İHTİSÂS
İhtisas; genellikle mütekellim nadiren de muhatap zamirlerinin manasının açıklanması demektir. Yani mütekellim veya muhatap zamirinin mübtedâ olduğu cümlede haberin bildirdiği hükmün bir isme mahsus kılınmasıdır. Mahsûs adı verilen bu isim, zamirden sonra gelir ve mansûb olur.
نَحْنُ الْأَتْراَكَ نُحِبُّ أَنْ نُكْرِمَ الضَّيْفَ. |
Biz Türkler misafire ikram etmeyi severiz. |
Bu cümlede نَحْنُ mübtedâ, نُحِبُّ أَنْ نُكْرِمَ الضَّيْفَcümlesi haberdir. الْأَتْراَكَ ise mahsûstur[1].
نَحْنُ مَعْشَرَ الْمُسْلِمِيَنَ نُفَكِّرُ فِي الْخِدْمَةِ لِلْإِسْلاَمِ. Biz -müslümanlar topluluğu- İslâma hizmeti düşünürüz. |
أَنْتُمُ الْمُؤْمِنِينَ لاَ تَجْزَعُوا. Siz(i kastediyorum) ey müminler! Sabırsızlık etmeyiniz. |
Not: Mahsus bazen muttasıl mütekellim ve muhatap zamirinden sonra da gelebilir;
سَلْماَنُ مِناَّ أَهْلَ الْبَيْتِ. |
Selman bizdendir, ehli beyttendir.(Hadis) |
بِكَ اللَّهَ نَرْجُو الْفَضْلَ. |
Senden Ya Rabbi, lutuf umarız. |
سُبْحاَنَكَ اللَّهَ الْعَظِيمَ. |
Ey yüce Allahım, sen herşeyden münezzehsin. |
İŞTİGÂL
Mef’ûl fiilden önce gelir, fiilin sonunda da bu mef’ûle ait bir zamir bulunursa buna iştigal denir.
اَلْماَءُ شَرِبْتُهُ. |
Suyu içtim. |
Burada cümlenin mef’ûlü başa gelmiştir. Başta gelen kelime mübtedâ olduğu için mansûb değil merfûdur. Ancak fiilden önce gelmiş bu mef’ûlün bihler kendi durumuna uygun olarak mansûb da okunabilir. Bu şekilde gelen mef’ûlün bihlere meşgûlün anh denir.

■ **Alıştırma hedefi**
Okuma metninin "نَحْنُ الْأَتْراَكَ نُحِبُّ" sözleriyle açılıp "الْأَتْراَكَ ise mahsûstur[1]." sözleriyle kapanan kısmını, "Türkler" yerine "Araplar" koyarak düzenleyin ve yeniden yazın.

■ **Verilen veriler**
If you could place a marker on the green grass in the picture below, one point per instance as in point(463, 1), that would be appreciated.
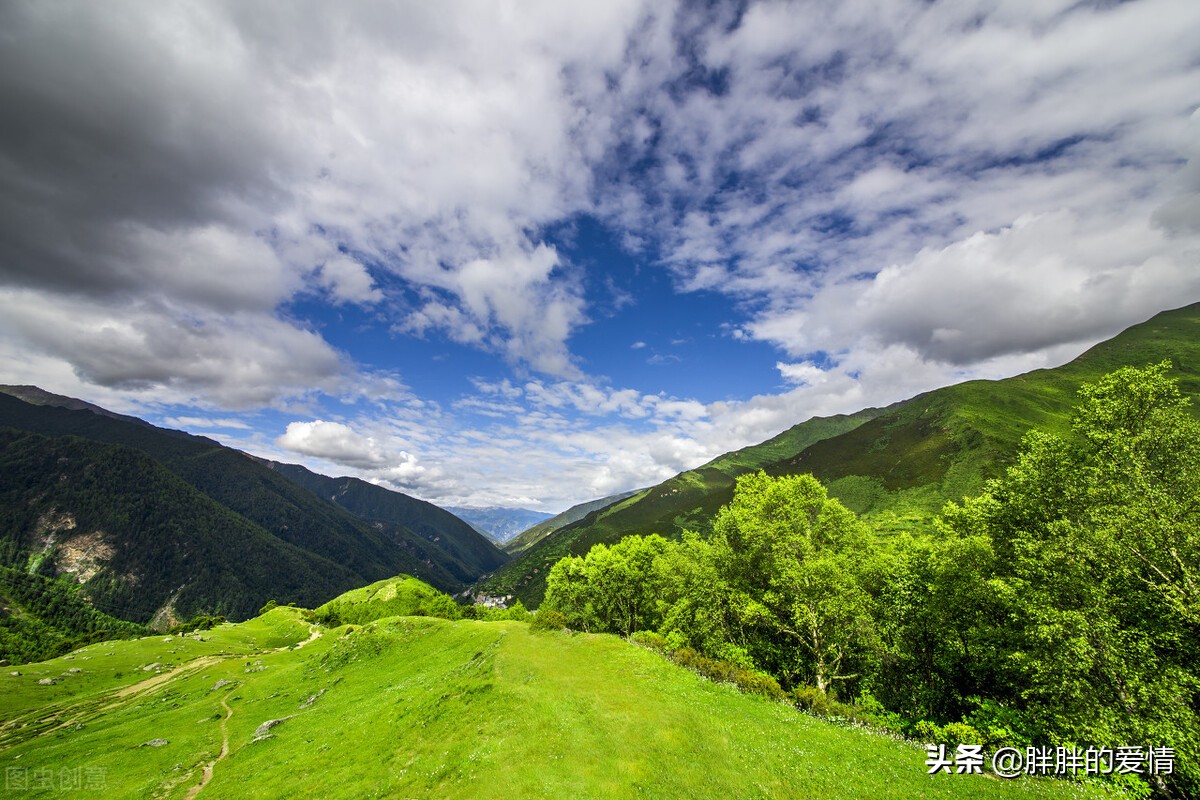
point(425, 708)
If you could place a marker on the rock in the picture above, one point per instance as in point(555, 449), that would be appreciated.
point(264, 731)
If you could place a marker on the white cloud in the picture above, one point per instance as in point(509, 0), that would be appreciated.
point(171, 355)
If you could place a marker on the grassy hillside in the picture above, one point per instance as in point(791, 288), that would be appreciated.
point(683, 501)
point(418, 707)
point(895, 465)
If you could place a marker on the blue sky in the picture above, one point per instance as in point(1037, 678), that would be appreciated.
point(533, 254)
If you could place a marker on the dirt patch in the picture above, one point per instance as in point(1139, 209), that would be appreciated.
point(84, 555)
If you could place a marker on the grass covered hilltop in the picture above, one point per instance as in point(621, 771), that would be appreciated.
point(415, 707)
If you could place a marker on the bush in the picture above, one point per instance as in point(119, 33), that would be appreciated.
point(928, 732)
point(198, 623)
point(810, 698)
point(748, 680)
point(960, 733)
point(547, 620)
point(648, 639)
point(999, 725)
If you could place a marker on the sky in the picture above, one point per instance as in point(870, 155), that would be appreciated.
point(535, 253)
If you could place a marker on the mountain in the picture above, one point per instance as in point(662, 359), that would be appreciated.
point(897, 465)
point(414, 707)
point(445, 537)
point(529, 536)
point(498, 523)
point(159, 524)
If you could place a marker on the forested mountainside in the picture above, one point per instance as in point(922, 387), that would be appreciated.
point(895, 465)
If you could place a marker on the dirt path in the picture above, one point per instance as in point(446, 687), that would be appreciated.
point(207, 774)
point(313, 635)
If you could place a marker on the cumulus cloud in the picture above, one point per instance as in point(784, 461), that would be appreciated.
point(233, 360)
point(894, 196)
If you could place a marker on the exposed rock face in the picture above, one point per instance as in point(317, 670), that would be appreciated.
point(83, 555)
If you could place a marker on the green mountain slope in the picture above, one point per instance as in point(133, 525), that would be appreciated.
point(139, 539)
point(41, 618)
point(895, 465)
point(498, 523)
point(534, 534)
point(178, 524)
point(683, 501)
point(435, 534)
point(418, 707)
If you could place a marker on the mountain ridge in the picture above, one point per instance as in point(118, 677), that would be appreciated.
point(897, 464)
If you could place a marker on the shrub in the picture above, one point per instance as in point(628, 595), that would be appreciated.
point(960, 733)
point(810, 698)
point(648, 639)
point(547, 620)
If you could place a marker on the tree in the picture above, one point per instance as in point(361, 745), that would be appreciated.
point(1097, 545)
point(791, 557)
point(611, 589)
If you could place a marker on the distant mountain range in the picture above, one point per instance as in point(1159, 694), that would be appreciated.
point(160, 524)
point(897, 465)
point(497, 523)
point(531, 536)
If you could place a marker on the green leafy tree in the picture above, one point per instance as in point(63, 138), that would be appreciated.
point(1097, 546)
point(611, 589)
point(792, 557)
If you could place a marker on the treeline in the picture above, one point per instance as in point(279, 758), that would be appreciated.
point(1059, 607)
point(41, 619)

■ **Alıştırmanın cevabı**
نَحْنُ الْأَتْراَكَ نُحِبُّ أَنْ نُكْرِمَ الضَّيْفَ. |
Biz Araplar misafire ikram etmeyi severiz. |
Bu cümlede نَحْنُ mübtedâ, نُحِبُّ أَنْ نُكْرِمَ الضَّيْفَcümlesi haberdir. الْأَتْراَكَ ise mahsûstur[1].